**INSTRUCTION**
Which lines of the data below contain the word "class"? Show each of those lines in full, treating uppercase and lowercase letters as different.

**RAW RECORDS**
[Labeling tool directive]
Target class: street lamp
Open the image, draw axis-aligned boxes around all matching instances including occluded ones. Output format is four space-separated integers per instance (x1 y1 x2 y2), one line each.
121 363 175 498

---

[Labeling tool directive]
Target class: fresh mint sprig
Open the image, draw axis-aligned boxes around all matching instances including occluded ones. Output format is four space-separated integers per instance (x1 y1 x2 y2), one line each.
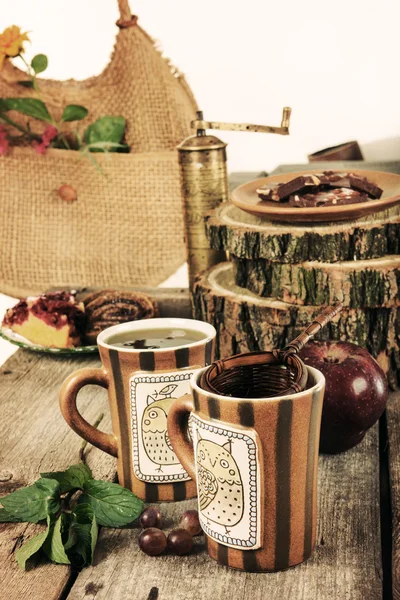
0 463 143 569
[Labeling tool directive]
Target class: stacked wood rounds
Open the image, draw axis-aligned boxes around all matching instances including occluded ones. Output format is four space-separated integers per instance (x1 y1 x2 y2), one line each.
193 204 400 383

==

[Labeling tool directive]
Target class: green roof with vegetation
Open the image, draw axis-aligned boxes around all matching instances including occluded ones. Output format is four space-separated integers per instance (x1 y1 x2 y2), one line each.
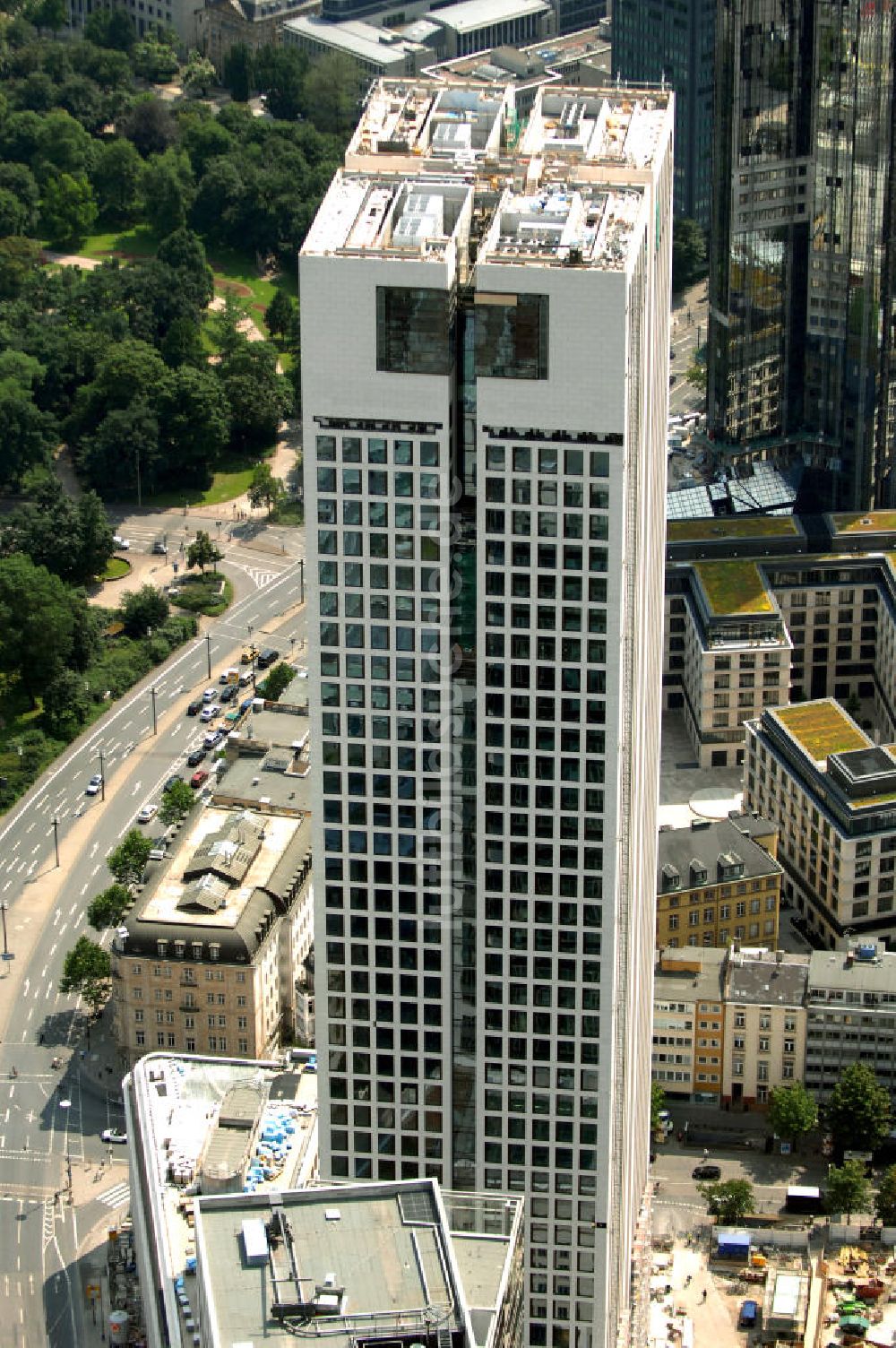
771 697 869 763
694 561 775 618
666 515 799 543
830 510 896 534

**COMPLETE ANSWER**
Target class: street lamp
Target class: fresh mint sprig
Target class: stacked wood rounds
Target class: green roof with vegetation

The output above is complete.